[PATCH 10/31] lib/parse-sexp: support subject field

Subject: [PATCH 10/31] lib/parse-sexp: support subject field

Date: Thu, 12 Aug 2021 10:07:07 -0700

To: notmuch@notmuchmail.org

Cc: David Bremner

From: David Bremner


The broken tests are because we do not yet handle phrase searches.
---
 doc/man7/notmuch-sexp-queries.rst | 62 +++++++++++++++++++++++++++++--
 lib/parse-sexp.cc                 | 19 +++++++++-
 test/T081-sexpr-search.sh         | 57 ++++++++++++++++++++++++++++
 3 files changed, 133 insertions(+), 5 deletions(-)

---*---

** GIVEN TASK A **
Set down the part of the patch message starting with "To: notmuch@notmuchmail.org" and going on through "insertions(+), 5 deletions(-)", keeping it word for word.
The patch message and the rows below it were taken from unrelated sources.

** RECORDS PROVIDED **

---*---

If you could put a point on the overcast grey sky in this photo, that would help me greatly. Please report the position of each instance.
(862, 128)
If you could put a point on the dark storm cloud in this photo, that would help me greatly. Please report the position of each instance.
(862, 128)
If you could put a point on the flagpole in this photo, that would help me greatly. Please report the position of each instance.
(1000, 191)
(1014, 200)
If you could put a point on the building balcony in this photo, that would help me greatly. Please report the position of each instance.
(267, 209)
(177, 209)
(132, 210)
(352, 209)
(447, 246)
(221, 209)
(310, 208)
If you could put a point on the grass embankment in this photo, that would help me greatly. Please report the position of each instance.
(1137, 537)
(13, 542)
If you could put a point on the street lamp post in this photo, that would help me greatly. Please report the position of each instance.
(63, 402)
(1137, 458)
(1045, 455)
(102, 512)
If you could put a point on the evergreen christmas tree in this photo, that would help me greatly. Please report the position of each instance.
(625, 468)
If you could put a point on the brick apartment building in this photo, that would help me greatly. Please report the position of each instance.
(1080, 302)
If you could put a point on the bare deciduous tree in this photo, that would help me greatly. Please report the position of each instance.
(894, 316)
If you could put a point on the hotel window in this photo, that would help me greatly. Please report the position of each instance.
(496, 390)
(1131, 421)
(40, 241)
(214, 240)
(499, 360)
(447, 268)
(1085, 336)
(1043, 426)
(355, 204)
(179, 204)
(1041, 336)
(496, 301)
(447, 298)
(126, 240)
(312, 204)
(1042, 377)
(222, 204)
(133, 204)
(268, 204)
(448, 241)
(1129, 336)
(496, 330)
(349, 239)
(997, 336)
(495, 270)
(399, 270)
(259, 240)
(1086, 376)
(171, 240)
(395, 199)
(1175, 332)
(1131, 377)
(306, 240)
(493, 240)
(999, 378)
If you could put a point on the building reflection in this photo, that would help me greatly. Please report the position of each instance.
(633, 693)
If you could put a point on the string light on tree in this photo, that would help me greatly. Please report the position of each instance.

---*---

** GIVEN TASK B **
From the rows, extract every line starting with the line with "If you could put a point on the building reflection" and going on through the final line of the rows, repeating each one word for word.

** FULL ANSWER A **
To: notmuch@notmuchmail.org

Cc: David Bremner

From: David Bremner


The broken tests are because we do not yet handle phrase searches.
---
 doc/man7/notmuch-sexp-queries.rst | 62 +++++++++++++++++++++++++++++--
 lib/parse-sexp.cc                 | 19 +++++++++-
 test/T081-sexpr-search.sh         | 57 ++++++++++++++++++++++++++++
 3 files changed, 133 insertions(+), 5 deletions(-)

** FULL ANSWER B **
If you could put a point on the building reflection in this photo, that would help me greatly. Please report the position of each instance.
(633, 693)
If you could put a point on the string light on tree in this photo, that would help me greatly. Please report the position of each instance.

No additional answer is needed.